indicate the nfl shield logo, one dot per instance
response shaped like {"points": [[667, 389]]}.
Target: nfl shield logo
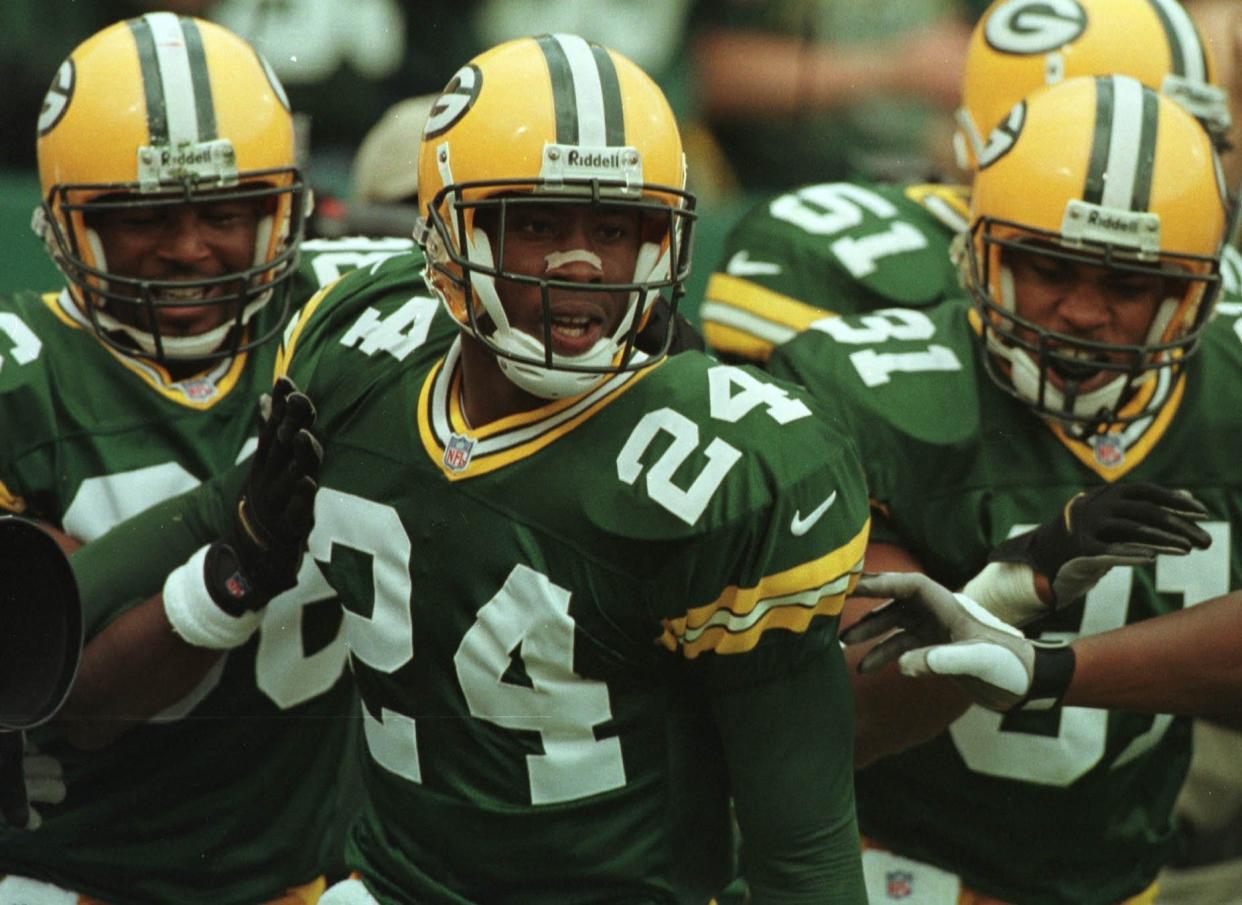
{"points": [[198, 390], [457, 452], [1108, 450], [898, 884]]}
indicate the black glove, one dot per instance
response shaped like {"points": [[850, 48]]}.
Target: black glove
{"points": [[944, 633], [684, 337], [261, 555], [1113, 525]]}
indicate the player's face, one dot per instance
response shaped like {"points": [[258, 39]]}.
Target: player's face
{"points": [[581, 243], [181, 242], [1086, 302]]}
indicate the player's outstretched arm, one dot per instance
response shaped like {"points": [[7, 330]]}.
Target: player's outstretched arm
{"points": [[892, 710], [1180, 663], [154, 653], [1055, 564]]}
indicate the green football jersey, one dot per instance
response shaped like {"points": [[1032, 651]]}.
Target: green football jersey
{"points": [[229, 796], [841, 248], [542, 611], [825, 250], [1072, 805]]}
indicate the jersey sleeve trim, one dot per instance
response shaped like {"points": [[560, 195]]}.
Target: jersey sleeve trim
{"points": [[949, 204], [743, 318], [789, 600], [52, 301]]}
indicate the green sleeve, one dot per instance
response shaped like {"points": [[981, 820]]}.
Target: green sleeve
{"points": [[129, 562], [789, 744]]}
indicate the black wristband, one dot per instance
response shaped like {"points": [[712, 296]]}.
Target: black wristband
{"points": [[1053, 669], [229, 587]]}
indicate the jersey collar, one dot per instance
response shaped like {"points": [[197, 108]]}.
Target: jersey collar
{"points": [[461, 451]]}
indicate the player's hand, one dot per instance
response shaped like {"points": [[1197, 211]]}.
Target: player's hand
{"points": [[1112, 525], [937, 632], [261, 555]]}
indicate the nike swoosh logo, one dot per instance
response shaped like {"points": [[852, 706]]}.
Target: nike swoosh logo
{"points": [[742, 266], [799, 525]]}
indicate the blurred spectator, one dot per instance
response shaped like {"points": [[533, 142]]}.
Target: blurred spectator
{"points": [[802, 91]]}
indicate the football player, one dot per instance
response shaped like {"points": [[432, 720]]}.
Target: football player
{"points": [[174, 209], [845, 247], [573, 633], [1086, 363]]}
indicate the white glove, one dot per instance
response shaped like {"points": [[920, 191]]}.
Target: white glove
{"points": [[1110, 525], [944, 633]]}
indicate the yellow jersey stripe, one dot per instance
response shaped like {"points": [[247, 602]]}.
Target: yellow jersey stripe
{"points": [[285, 354], [734, 621], [489, 446], [766, 307]]}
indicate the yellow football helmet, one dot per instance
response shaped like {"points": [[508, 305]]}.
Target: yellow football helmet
{"points": [[162, 111], [550, 119], [1108, 173], [1022, 45]]}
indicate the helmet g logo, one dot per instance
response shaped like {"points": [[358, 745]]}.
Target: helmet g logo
{"points": [[1035, 26], [455, 101], [57, 98]]}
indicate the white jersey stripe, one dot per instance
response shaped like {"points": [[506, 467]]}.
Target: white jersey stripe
{"points": [[588, 91]]}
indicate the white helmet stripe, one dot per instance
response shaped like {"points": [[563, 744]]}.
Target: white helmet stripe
{"points": [[176, 78], [1125, 168], [588, 91], [175, 82]]}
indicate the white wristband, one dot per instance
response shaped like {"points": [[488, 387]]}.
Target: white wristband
{"points": [[1007, 590], [195, 616]]}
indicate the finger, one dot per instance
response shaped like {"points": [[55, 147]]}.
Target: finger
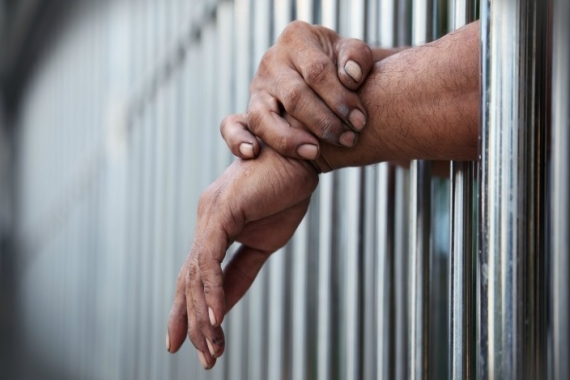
{"points": [[355, 61], [265, 121], [302, 104], [206, 338], [319, 72], [240, 272], [195, 317], [178, 318], [213, 289], [239, 139]]}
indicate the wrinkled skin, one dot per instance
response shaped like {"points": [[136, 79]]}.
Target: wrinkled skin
{"points": [[312, 74], [258, 203]]}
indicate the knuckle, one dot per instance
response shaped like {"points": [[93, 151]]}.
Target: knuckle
{"points": [[254, 117], [293, 29], [316, 72], [326, 129], [281, 144], [292, 97]]}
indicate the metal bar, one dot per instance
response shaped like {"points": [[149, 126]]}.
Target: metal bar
{"points": [[461, 268], [560, 188], [385, 343], [324, 274], [515, 64], [420, 215]]}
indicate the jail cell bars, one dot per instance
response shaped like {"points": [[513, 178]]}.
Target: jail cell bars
{"points": [[389, 276]]}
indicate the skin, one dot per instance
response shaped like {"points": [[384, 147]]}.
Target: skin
{"points": [[423, 103]]}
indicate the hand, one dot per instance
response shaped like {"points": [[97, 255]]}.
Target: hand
{"points": [[258, 203], [312, 74]]}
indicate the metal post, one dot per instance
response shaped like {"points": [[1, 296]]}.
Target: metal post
{"points": [[560, 188], [420, 215], [461, 290], [515, 64]]}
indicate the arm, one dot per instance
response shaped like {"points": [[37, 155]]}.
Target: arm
{"points": [[258, 203], [423, 103]]}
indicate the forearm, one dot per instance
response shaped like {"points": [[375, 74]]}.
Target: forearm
{"points": [[423, 103]]}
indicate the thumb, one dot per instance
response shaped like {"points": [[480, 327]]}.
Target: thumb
{"points": [[354, 62]]}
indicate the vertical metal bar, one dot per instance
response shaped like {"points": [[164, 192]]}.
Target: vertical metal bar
{"points": [[402, 291], [515, 63], [259, 30], [461, 269], [276, 367], [420, 215], [325, 297], [326, 368], [560, 190], [385, 308]]}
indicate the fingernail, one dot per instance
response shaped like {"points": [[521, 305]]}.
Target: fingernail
{"points": [[210, 347], [357, 119], [212, 317], [308, 151], [353, 70], [203, 360], [348, 139], [246, 149]]}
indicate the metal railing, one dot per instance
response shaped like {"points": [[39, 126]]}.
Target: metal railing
{"points": [[393, 274]]}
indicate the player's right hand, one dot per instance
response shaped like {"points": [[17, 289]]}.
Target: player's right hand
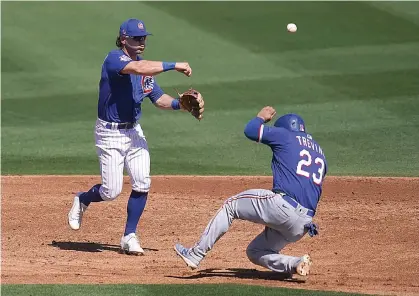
{"points": [[184, 68], [267, 113]]}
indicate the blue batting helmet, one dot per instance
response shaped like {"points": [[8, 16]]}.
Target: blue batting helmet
{"points": [[291, 122]]}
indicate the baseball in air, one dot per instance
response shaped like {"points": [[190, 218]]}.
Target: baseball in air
{"points": [[292, 28]]}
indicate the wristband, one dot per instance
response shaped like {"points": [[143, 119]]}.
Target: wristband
{"points": [[168, 66], [175, 104]]}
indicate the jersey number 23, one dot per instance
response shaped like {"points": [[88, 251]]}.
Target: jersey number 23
{"points": [[306, 162]]}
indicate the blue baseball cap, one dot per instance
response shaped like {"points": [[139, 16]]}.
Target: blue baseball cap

++++++++++++++++++++

> _Short exercise_: Reproduce only the lines from the line containing "indicate the baseball" to the last line of the material above, both of those lines included.

> _Task answer_:
indicate the baseball in air, one dot per instance
response shaped like {"points": [[190, 218]]}.
Target: baseball in air
{"points": [[292, 28]]}
indicate the wristband, one dot per instance
response shaped like {"points": [[143, 119]]}.
Target: wristband
{"points": [[168, 66], [175, 104]]}
indicate the jersey number 23, one dot per instance
response shaped like {"points": [[88, 251]]}.
Target: jersey number 23
{"points": [[306, 162]]}
indicate the blue baseball cap, one dot per instance
response shaped like {"points": [[139, 16]]}.
Target: blue baseball cap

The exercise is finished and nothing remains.